--- Begin ---
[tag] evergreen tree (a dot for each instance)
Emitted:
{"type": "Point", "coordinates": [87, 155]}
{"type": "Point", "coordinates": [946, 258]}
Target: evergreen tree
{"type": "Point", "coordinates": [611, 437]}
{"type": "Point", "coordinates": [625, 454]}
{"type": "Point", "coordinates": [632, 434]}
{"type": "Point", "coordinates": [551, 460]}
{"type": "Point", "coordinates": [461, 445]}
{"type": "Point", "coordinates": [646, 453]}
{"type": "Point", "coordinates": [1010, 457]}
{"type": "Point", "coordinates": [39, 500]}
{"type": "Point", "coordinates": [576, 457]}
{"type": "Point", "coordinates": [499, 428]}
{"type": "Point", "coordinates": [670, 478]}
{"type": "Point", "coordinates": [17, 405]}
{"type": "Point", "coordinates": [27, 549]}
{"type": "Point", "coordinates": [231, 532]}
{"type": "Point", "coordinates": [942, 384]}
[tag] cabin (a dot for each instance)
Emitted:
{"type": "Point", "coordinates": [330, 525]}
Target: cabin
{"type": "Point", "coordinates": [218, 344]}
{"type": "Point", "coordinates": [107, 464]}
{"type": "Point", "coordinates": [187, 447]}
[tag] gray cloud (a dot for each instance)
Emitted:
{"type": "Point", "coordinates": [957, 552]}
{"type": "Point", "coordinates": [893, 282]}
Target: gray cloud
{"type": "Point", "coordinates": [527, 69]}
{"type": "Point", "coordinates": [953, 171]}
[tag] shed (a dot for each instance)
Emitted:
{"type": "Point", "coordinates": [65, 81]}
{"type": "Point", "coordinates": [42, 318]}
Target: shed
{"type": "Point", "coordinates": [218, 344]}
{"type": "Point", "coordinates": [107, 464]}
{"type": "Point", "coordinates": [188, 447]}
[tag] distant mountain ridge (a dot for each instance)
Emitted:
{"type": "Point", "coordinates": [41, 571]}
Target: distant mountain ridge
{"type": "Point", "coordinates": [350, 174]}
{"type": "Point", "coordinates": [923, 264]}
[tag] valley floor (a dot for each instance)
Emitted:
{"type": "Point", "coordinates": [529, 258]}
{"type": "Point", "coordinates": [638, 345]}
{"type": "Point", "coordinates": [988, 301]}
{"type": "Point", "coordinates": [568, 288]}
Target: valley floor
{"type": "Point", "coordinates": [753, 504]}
--- End ---
**Exercise task:** Put each line of the entries above into a JSON list of strings, with one string per line and no blank lines.

**Worked answer:**
[
  "[tag] evergreen tree (a dot for each instance)",
  "Emitted:",
  "{\"type\": \"Point\", \"coordinates\": [87, 155]}",
  "{\"type\": \"Point\", \"coordinates\": [946, 258]}",
  "Target: evergreen tree",
  "{\"type\": \"Point\", \"coordinates\": [611, 437]}",
  "{\"type\": \"Point\", \"coordinates\": [625, 454]}",
  "{\"type\": \"Point\", \"coordinates\": [632, 434]}",
  "{\"type\": \"Point\", \"coordinates\": [551, 460]}",
  "{\"type\": \"Point\", \"coordinates\": [461, 445]}",
  "{\"type\": \"Point\", \"coordinates\": [646, 453]}",
  "{\"type\": \"Point\", \"coordinates\": [1010, 457]}",
  "{\"type\": \"Point\", \"coordinates\": [39, 500]}",
  "{\"type\": \"Point\", \"coordinates\": [576, 457]}",
  "{\"type\": \"Point\", \"coordinates\": [499, 428]}",
  "{\"type\": \"Point\", \"coordinates\": [670, 478]}",
  "{\"type\": \"Point\", \"coordinates\": [17, 405]}",
  "{\"type\": \"Point\", \"coordinates\": [27, 549]}",
  "{\"type\": \"Point\", \"coordinates\": [231, 532]}",
  "{\"type\": \"Point\", \"coordinates\": [942, 384]}",
  "[tag] cabin (a dot for each instance)",
  "Emitted:",
  "{\"type\": \"Point\", \"coordinates\": [330, 525]}",
  "Target: cabin",
  "{\"type\": \"Point\", \"coordinates\": [218, 344]}",
  "{\"type\": \"Point\", \"coordinates\": [107, 464]}",
  "{\"type\": \"Point\", \"coordinates\": [187, 447]}",
  "[tag] gray cloud (a dot for each instance)",
  "Emitted:",
  "{\"type\": \"Point\", \"coordinates\": [957, 552]}",
  "{\"type\": \"Point\", \"coordinates\": [893, 282]}",
  "Target: gray cloud",
  "{\"type\": \"Point\", \"coordinates\": [527, 69]}",
  "{\"type\": \"Point\", \"coordinates\": [953, 171]}",
  "[tag] shed (a dot for each instance)",
  "Emitted:",
  "{\"type\": \"Point\", \"coordinates\": [65, 81]}",
  "{\"type\": \"Point\", \"coordinates\": [42, 318]}",
  "Target: shed",
  "{\"type\": \"Point\", \"coordinates\": [218, 344]}",
  "{\"type\": \"Point\", \"coordinates\": [107, 464]}",
  "{\"type\": \"Point\", \"coordinates\": [188, 447]}",
  "[tag] distant mountain ridge (a dot for each instance)",
  "Emitted:",
  "{\"type\": \"Point\", \"coordinates\": [41, 571]}",
  "Target: distant mountain ridge",
  "{\"type\": \"Point\", \"coordinates\": [350, 174]}",
  "{\"type\": \"Point\", \"coordinates\": [923, 264]}",
  "[tag] valley floor (a dot for each instance)",
  "Emitted:",
  "{\"type\": \"Point\", \"coordinates\": [529, 258]}",
  "{\"type\": \"Point\", \"coordinates\": [638, 345]}",
  "{\"type\": \"Point\", \"coordinates\": [988, 301]}",
  "{\"type\": \"Point\", \"coordinates\": [568, 288]}",
  "Target: valley floor",
  "{\"type\": \"Point\", \"coordinates\": [753, 504]}"
]